* SET PROBLEM *
Recast the entries as a numbered list, one line per item with blank lines left out, covering only the lines from the one that contains "Give x and y for each instance of the cloud, placing" through the one that contains "<point>130,96</point>".

___ WORKING DATA

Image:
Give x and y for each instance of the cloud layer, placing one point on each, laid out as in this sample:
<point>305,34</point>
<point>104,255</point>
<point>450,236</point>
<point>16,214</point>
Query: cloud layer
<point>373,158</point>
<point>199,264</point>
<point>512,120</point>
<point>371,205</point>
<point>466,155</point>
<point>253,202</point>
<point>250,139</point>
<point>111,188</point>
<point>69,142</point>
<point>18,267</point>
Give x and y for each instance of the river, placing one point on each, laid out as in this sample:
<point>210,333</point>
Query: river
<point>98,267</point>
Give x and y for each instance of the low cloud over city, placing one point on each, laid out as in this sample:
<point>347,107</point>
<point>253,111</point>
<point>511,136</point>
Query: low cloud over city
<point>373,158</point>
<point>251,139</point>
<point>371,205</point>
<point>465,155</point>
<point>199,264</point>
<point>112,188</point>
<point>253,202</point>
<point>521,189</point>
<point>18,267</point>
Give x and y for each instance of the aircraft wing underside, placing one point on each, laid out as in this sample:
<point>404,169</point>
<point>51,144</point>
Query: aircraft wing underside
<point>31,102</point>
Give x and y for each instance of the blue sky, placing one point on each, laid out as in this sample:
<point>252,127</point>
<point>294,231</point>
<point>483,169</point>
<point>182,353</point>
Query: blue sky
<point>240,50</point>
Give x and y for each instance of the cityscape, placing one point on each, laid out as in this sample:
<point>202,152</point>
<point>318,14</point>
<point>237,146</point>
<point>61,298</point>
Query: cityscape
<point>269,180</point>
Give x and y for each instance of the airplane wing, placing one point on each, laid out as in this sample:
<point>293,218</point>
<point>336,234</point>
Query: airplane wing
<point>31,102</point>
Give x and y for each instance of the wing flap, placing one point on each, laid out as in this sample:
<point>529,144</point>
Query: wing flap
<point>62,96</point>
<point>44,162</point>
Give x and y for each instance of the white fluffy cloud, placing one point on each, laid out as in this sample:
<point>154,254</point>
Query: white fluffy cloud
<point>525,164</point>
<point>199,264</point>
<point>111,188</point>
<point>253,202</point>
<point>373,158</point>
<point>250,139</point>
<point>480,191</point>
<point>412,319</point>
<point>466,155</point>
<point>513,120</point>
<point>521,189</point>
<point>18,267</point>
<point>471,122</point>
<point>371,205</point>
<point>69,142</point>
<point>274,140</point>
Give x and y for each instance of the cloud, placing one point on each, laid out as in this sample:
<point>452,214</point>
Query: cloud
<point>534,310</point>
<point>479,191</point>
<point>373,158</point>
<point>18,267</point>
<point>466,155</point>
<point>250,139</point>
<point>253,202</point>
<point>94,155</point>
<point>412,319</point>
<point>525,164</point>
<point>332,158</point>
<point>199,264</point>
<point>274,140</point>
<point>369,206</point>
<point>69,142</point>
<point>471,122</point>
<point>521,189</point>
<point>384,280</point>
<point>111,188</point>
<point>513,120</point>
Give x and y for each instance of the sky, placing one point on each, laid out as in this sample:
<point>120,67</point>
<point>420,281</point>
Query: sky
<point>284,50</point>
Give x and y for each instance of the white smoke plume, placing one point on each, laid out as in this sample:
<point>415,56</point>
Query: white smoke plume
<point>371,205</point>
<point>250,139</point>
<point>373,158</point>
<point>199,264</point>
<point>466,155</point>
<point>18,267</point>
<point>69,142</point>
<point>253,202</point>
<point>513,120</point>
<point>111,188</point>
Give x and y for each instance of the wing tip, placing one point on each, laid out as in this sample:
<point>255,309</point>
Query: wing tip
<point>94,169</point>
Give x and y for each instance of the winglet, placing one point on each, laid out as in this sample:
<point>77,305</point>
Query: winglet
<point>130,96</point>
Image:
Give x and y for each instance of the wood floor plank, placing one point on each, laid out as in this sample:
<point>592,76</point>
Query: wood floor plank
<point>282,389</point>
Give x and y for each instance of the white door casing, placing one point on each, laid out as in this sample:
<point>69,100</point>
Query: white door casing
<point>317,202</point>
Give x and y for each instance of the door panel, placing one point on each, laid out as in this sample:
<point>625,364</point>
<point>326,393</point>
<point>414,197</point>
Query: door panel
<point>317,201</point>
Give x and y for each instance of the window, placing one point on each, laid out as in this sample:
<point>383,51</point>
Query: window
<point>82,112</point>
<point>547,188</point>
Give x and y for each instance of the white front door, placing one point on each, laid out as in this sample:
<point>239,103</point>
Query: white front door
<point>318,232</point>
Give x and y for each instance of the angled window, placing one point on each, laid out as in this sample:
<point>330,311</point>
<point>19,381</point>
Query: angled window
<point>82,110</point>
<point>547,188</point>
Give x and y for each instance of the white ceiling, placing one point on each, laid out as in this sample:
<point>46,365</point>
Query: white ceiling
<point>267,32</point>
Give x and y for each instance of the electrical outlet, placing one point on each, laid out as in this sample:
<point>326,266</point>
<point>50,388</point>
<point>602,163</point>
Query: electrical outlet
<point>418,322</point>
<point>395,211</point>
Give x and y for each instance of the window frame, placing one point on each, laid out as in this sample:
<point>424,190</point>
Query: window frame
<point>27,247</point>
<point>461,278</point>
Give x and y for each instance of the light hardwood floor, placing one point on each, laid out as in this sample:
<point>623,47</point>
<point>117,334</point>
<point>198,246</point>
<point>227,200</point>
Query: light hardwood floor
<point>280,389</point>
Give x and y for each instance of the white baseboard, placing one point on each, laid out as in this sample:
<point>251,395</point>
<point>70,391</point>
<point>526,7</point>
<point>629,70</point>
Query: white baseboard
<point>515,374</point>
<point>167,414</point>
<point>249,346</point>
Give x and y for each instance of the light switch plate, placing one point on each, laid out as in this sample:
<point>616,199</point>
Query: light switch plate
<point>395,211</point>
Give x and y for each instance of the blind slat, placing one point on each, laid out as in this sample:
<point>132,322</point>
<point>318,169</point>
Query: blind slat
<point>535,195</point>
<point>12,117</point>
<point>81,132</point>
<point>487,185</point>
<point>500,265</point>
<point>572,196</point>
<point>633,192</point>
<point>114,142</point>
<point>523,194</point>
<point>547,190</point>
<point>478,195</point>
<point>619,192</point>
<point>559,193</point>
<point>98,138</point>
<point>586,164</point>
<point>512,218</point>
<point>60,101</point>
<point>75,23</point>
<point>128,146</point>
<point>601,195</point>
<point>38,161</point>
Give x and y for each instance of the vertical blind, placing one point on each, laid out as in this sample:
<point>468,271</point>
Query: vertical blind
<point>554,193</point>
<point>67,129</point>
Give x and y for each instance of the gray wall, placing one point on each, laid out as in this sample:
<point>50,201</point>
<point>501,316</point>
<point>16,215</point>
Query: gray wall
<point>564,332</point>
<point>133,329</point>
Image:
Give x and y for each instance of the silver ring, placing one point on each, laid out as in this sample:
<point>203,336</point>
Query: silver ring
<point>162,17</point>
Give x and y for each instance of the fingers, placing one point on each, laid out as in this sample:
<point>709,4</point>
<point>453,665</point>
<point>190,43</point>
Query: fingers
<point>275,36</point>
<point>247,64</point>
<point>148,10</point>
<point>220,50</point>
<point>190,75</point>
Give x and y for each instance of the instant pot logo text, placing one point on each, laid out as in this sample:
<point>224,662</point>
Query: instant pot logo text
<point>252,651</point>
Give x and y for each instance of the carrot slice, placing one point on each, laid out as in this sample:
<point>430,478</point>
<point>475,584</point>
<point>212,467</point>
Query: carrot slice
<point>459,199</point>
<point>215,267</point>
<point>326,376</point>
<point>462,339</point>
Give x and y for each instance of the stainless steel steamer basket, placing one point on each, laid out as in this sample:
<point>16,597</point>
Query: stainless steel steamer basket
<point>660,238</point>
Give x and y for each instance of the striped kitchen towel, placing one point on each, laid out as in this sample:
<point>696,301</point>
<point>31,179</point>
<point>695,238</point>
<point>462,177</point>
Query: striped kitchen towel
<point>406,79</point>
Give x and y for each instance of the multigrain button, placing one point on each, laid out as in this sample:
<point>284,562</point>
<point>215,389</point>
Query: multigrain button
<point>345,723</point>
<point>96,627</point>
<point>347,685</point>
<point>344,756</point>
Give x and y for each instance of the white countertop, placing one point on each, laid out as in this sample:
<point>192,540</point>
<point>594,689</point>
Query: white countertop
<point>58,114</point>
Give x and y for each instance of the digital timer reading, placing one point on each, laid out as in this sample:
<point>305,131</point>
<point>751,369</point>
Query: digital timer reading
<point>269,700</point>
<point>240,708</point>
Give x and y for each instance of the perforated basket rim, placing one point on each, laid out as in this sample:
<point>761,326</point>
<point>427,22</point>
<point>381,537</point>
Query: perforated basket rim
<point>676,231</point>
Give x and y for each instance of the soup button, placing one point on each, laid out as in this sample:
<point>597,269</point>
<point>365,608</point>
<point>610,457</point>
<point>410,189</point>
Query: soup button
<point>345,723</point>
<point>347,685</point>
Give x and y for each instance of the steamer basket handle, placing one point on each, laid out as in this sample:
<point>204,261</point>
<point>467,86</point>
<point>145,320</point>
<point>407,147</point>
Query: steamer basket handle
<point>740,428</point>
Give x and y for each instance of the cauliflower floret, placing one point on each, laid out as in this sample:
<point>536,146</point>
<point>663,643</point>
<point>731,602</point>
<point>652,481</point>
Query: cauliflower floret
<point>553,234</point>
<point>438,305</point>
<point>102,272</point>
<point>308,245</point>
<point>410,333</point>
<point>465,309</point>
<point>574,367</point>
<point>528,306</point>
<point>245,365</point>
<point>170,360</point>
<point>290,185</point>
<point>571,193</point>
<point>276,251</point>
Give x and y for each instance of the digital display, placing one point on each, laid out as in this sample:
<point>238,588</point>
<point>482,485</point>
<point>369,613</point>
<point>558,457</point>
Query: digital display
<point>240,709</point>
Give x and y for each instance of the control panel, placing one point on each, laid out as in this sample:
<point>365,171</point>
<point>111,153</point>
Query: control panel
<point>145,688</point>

______

* CORRECT ANSWER *
1. Give x and y for each instance of the cloud, placing one point on each, laid out as in this sample:
2. <point>452,214</point>
3. Query: cloud
4. <point>534,310</point>
5. <point>479,191</point>
6. <point>373,158</point>
7. <point>18,267</point>
8. <point>466,155</point>
9. <point>250,139</point>
10. <point>253,202</point>
11. <point>94,155</point>
12. <point>412,319</point>
13. <point>525,164</point>
14. <point>332,158</point>
15. <point>199,264</point>
16. <point>274,140</point>
17. <point>369,206</point>
18. <point>69,142</point>
19. <point>471,122</point>
20. <point>521,189</point>
21. <point>384,280</point>
22. <point>111,188</point>
23. <point>513,120</point>
24. Give x and y for each instance of the sky, placing one point on each, laid out as in this sample:
25. <point>120,67</point>
26. <point>420,281</point>
27. Query: sky
28. <point>284,50</point>
29. Give x and y for each instance of the white smoke plume, placing one point on each, laid out as in this sample:
30. <point>415,56</point>
31. Query: white smoke plume
32. <point>371,205</point>
33. <point>250,139</point>
34. <point>373,158</point>
35. <point>199,264</point>
36. <point>466,155</point>
37. <point>18,267</point>
38. <point>69,142</point>
39. <point>253,202</point>
40. <point>513,120</point>
41. <point>111,188</point>
42. Give x and y for each instance of the wing tip, placing one point on each, laid out as in this sample:
43. <point>255,309</point>
44. Query: wing tip
45. <point>94,169</point>
46. Give x and y for each instance of the winglet, placing one point on each, laid out as in this sample:
47. <point>77,305</point>
48. Query: winglet
49. <point>130,96</point>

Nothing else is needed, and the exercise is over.